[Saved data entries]
########################################

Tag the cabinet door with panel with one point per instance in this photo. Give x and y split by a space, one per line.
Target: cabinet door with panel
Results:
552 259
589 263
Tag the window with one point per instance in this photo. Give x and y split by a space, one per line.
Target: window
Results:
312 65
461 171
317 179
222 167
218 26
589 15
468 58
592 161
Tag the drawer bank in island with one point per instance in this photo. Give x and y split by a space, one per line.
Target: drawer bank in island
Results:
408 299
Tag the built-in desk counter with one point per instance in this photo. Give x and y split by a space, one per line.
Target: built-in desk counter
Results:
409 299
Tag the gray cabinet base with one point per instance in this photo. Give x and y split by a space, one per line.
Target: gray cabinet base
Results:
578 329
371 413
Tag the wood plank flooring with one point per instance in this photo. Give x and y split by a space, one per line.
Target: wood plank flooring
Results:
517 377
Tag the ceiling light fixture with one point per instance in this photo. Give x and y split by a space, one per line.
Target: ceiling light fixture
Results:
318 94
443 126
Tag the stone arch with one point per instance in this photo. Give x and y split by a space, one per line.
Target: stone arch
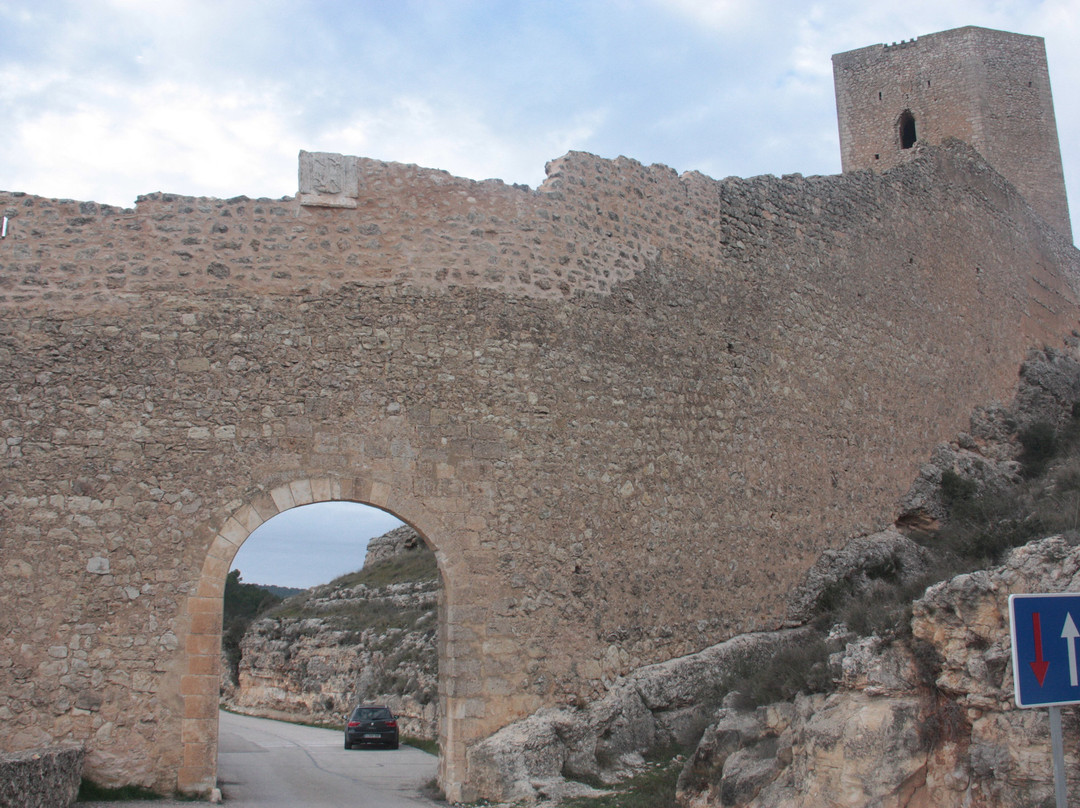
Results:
200 678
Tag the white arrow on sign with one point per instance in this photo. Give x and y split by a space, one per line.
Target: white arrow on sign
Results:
1069 634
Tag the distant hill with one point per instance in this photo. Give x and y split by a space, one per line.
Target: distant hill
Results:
281 592
368 635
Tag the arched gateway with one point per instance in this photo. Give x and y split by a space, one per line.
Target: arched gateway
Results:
628 409
200 684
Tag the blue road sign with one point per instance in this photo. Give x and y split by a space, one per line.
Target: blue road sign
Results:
1044 633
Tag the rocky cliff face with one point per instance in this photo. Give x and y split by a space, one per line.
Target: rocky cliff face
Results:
930 723
369 636
916 715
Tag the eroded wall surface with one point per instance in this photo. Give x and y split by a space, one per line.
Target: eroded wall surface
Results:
628 411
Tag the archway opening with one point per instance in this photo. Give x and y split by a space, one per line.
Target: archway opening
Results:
201 676
906 125
353 619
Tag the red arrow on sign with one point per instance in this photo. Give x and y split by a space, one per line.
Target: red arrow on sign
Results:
1039 665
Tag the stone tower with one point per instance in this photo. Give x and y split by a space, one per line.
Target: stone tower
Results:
987 88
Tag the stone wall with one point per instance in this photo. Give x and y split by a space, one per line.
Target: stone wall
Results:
626 411
987 88
42 778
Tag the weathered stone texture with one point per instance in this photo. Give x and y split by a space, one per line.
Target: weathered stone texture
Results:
43 778
628 412
989 89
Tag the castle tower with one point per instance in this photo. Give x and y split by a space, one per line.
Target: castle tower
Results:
990 89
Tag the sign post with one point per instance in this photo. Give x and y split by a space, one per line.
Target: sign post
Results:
1044 663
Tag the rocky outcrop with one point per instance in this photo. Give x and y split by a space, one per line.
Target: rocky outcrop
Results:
320 654
926 723
920 715
553 753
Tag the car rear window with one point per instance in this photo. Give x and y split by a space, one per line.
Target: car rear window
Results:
372 714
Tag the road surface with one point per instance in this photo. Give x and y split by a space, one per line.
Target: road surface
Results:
268 764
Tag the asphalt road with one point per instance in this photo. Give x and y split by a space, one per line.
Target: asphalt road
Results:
268 764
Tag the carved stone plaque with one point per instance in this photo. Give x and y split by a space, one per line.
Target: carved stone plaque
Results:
328 179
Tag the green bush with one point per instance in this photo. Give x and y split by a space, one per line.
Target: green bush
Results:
1039 442
800 668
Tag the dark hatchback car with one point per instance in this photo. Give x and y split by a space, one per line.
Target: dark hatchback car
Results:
372 725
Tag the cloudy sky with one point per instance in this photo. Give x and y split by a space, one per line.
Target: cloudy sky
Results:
106 99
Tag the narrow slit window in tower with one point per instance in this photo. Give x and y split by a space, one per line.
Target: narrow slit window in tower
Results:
906 130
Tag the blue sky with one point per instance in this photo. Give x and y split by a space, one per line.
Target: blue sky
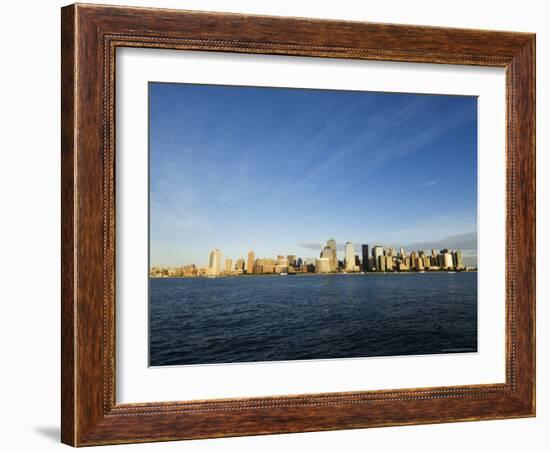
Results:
280 171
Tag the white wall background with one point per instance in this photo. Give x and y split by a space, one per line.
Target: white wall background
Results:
30 228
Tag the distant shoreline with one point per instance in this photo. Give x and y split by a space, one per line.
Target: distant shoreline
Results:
370 273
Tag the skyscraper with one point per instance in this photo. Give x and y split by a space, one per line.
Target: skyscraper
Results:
228 266
250 262
365 255
334 259
328 252
349 265
322 265
214 263
457 257
377 252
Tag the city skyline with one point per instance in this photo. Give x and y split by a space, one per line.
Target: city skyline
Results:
276 169
370 258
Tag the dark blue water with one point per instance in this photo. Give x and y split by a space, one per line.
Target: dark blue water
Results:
266 318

########################################

**TASK OBJECTIVE:** What is needed is a word-for-word copy of the lines from the one containing "Tag the cloudy" through the final line of the records above, both included, with the pictures left out.

**REPLY TO THE TASK:**
Tag the cloudy sky with one point per instance in this photo. Give x and y split by a space, one per line.
Target: cloudy sky
Results:
106 99
Tag the narrow slit window in tower with one point per instance in this photo. Give x and y split by a space, one per line.
Target: narrow slit window in tower
Results:
906 130
Tag the blue sky with one point per instance in this photo. Give x and y split by a space, one per line.
Target: blue sky
Results:
280 171
Tag the white wall background with one point per instance in this photo. Give x and y split by a space, one per line.
Target: white wall background
Results:
30 228
Tag the distant shoreline with one point per instance in this photo. Give x and y split by a space, one per line.
Target: distant shoreline
Results:
370 273
Tag the skyscraper with one point per instance in this photo. Give x and y split by a space, one per line.
Target: skyscraper
Results:
228 266
250 262
365 255
334 259
328 252
349 265
322 265
214 263
457 257
377 252
Tag the city skyline with one point per instance in this photo. Give x and y split by a space, one per line.
Target: city skyline
Results:
276 169
370 258
Tag the dark blue water with one point per instance in this photo. Give x and y split by a space, one per line.
Target: dark blue water
Results:
266 318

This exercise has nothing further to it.